> [Rumusan Soal]: Berdasarkan teks tentang wilayah Kabupaten Trenggalek, berapa luas hutan lindung di kabupaten tersebut?

━━ Teks yang Diberikan ━━

Kabupaten
Trenggalek sebagai salah satu dari 38
Kabupaten/Kota di Jawa Timur, secara geografis merupakan daerah yang memiliki
wilayah hutan cukup luas. Berdasarkan
data luas wilayah, Trenggalek memiliki area yang terdiri dari wilayah darat seluas 126.140 Ha atau 1.261,40 km2 dan wilayah laut seluas ± 17.000 km2. Wilayah darat tersebut terdiri dari lahan
pemajekan 64.917,70 Ha (51,46%) dan lahan Perhutani 61.222,30 Ha (48,54%) yang
terdiri dari hutan produksi 45.040,30 Ha dan hutan lindung 16.182 Ha.
Posisi wilayah yang hampir semuanya berdampingan dengan kawasan perhutani, membutuhkan
policy pengelolaan hutan yang tepat
agar tidak terjadi konflik yang bisa menimbulkan kerugian ekosistem.

━━━
━━ Keterangan yang Diberikan ━━

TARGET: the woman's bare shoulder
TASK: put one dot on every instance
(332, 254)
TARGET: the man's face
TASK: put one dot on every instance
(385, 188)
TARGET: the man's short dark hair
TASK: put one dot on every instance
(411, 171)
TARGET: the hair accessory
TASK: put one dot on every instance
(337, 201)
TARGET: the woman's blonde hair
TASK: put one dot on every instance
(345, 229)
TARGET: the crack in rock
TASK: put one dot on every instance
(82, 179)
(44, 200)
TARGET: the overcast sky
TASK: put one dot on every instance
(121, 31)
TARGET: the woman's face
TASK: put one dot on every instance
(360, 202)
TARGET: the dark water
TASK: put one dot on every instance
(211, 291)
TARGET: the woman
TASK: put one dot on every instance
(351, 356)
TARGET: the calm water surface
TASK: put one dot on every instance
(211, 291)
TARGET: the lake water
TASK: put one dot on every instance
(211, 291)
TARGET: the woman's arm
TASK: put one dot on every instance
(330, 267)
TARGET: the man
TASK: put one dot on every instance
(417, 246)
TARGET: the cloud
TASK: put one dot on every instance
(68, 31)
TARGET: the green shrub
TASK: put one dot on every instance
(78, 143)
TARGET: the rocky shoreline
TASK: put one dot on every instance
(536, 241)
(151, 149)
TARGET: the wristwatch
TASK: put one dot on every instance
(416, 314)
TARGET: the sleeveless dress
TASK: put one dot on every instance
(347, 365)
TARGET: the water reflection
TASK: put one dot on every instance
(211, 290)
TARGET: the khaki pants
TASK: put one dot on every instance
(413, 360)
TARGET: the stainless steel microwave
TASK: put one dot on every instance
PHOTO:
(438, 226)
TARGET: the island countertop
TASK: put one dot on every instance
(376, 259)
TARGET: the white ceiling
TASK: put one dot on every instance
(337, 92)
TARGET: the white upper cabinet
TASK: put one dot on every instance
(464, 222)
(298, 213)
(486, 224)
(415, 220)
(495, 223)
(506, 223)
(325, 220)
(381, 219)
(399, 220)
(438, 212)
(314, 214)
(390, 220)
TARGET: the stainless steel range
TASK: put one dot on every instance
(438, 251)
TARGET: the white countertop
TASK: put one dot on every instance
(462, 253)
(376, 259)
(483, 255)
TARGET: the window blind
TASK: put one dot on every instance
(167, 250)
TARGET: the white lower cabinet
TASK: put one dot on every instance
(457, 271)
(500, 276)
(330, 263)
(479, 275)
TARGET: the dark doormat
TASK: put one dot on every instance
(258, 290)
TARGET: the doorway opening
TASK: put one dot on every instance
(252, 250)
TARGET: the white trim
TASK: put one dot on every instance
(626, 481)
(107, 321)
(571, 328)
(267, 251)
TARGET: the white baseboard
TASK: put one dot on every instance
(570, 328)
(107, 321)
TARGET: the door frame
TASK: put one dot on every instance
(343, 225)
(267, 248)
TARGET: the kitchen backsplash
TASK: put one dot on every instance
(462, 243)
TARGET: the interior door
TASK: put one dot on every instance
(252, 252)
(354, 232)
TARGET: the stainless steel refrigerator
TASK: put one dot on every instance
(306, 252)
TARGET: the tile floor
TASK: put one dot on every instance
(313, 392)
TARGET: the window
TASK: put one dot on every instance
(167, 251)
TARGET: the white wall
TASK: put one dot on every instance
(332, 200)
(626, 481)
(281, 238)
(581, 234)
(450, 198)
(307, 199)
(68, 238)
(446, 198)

━━━

> [Hasil Latihan]: Luas hutan lindung di Kabupaten Trenggalek adalah 16.182 Ha.